QUOTED TEXT:
· · · · · · ·
Jason Hoffman/Thrillist

IntroducingThe Fasties, Thrillist's first fast food awards. Think glitzy TV and movie award show, but to honor the best things that came out of fast food restaurants in 2019. We rolled out the ketchup carpet for fast food's biggest names and handed out golden burger trophies in 16 categories. Watch the full awards show and check out the winners here.

We can thank Ohio for many history-defining innovations: the modern traffic light, aviation, and the basketball artistry of LeBron James, to name a few. But the Buckeye State also serves as an important birthplace for a fundamentally American product: new fast food items.

While Southern California modernized the fast food industry, Ohio has served a vital role in helping shape its offerings in the decades since burgers, fries, and the drive-thru redefined America. Wendy's and its signature square patties found their first hungry audiences in Columbus. Arby's turned roast beef sandwiches into a quick-serve item in suburban Youngstown. And in 2011, Toledo residents were among the very first to get their fingers stained by cheese dust from Taco Bell's Doritos Locos Taco. Ohio's track record with fast food innovation is as lengthy as it is overlooked.
· · · · · · ·
RECORDS:
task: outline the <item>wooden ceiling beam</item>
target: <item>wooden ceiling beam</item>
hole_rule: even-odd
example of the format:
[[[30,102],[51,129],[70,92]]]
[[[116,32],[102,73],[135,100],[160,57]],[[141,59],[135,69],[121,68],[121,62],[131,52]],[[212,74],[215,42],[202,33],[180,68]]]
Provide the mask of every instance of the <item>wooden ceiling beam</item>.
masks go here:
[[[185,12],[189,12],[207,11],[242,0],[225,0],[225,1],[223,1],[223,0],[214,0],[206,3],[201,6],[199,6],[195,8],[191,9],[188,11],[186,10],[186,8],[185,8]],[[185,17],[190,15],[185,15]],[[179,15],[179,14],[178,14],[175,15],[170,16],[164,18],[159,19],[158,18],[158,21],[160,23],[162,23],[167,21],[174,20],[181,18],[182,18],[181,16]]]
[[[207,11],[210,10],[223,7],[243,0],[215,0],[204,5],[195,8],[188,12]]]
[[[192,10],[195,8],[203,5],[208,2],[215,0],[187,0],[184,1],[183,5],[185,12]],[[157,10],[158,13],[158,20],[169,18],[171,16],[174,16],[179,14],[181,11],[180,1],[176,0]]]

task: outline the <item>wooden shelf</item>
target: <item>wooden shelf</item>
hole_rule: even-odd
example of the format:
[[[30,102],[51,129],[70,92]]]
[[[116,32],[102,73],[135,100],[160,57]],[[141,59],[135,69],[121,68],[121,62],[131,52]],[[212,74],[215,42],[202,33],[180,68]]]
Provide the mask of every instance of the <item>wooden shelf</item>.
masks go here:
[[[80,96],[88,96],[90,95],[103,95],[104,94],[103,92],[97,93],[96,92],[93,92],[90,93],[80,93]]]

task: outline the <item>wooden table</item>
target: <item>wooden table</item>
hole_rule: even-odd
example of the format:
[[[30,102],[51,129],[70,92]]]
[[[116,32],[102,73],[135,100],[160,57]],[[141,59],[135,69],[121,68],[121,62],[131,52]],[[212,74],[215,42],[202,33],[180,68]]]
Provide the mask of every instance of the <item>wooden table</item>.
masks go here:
· · · · · · ·
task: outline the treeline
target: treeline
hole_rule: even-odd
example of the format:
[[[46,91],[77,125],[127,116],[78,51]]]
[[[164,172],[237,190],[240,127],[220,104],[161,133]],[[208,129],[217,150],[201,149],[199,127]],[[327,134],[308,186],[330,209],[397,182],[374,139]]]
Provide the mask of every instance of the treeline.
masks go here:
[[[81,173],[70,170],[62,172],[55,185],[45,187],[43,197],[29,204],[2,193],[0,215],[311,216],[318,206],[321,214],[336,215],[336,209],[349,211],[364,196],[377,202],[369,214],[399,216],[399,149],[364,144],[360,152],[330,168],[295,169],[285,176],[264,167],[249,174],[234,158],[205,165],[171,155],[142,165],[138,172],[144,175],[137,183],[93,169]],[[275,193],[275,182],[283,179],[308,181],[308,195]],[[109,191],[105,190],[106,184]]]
· · · · · · ·
CHALLENGES:
• 1. According to the fast food text, in which Ohio city did Wendy's first find customers?
• 2. From the fast food text, extract the passage between "Jason Hoffman/Thrillist" and "the winners here.", inclusive.
The records are separate from the fast food text.

EXPECTED RESULTS:
• 1. Columbus

• 2.
Jason Hoffman/Thrillist

IntroducingThe Fasties, Thrillist's first fast food awards. Think glitzy TV and movie award show, but to honor the best things that came out of fast food restaurants in 2019. We rolled out the ketchup carpet for fast food's biggest names and handed out golden burger trophies in 16 categories. Watch the full awards show and check out the winners here.